(TEXT FOR ANALYSIS)
Thursday, May 29, 2008

Fanning flames with a hoax

Piers Akerman
Wednesday May 28, 2008
from the Daily Telegraph blogs

The death of 12-year-old Palestinian boy Mohammed al-Durra by “gunfire from the direction of the Israeli” forces, as reported by French TV reporter Charles Enderlin, was huge world news eight years ago.

But it now seems that what we saw was not what actually happened. The dramatic footage of the youngster crouched beside his father as “Israeli” bullets whizzed by him, the scenes of his death and his father’s wounding were ghastly but compelling viewing. Locally, it was reported by The Daily Telegraph, The Australian, The Financial Review and The Sydney Morning Herald, the latter stating unequivocally that “Rami (sic) Al-dura, 12 (was) killed by Israel fire while cradled in his father’s arms”.

Invocations of the young al-Durra’s death became a regular ritual on Palestinian television, songs encouraging children to join him in martyrdom were written, streets were named after him, mothers were exhorted to encourage their infants to be like him, his image was even used on stamps.
(End TEXT FOR ANALYSIS)
(RECORD EXTRACTS)
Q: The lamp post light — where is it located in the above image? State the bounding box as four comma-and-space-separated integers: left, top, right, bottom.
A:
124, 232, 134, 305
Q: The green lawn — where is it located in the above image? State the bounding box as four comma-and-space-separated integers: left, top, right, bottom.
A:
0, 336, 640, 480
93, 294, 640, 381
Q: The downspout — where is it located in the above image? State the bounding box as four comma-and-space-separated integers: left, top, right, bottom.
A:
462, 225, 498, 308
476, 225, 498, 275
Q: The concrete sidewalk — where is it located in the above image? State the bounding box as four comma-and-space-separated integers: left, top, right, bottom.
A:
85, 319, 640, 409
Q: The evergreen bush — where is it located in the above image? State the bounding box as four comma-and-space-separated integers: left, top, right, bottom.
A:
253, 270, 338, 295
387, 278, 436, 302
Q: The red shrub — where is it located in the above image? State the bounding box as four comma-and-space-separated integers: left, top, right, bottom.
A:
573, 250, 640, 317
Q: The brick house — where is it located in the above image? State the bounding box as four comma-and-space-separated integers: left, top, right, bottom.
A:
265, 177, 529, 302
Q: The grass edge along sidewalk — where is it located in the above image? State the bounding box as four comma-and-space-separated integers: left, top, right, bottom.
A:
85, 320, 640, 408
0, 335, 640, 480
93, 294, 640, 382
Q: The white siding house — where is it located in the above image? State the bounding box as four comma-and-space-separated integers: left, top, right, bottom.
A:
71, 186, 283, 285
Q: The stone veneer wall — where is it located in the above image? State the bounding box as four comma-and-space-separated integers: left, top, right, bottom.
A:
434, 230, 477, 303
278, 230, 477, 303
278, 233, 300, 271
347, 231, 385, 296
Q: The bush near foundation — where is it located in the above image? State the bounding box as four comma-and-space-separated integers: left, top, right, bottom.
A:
(End RECORD EXTRACTS)
EXERCISES –
- 1) In the column about the death of Mohammed al-Durra, which newspapers are named as having reported his death locally? List every one.
- 2) Write the next part of the column about the death of Mohammed al-Durra, picking up after its last paragraph.

RESPONSE LIST –
- 1) The Daily Telegraph, The Australian, The Financial Review, The Sydney Morning Herald

- 2)
The murderers of Wall Street Journal reporter Daniel Pearl used the clip when they posted footage of their nauseating crime on the internet.

The al-Durra imagery truly became, in the words of one Canadian journalist, “the farce that launched a thousand suicide bombers”.

Doubts arose about the footage shot by a Palestinian cameraman for the network France 2 when it was revealed the same person had been responsible for faking other news footage.

Those doubts were upheld when a number of investigations, by both independent and Israeli officials including the Israeli army, were concluded.

The Israeli army, using the angles of the shots, demonstrated that the gunfire could not have come from their position. The independent investigators led by Philippe Karsenty, a director of the Media-Ratings watchdog (, went further and said the scenes had been staged and that report was a “hoax”.

He was successfully sued for defamation but opted to press on to a higher court.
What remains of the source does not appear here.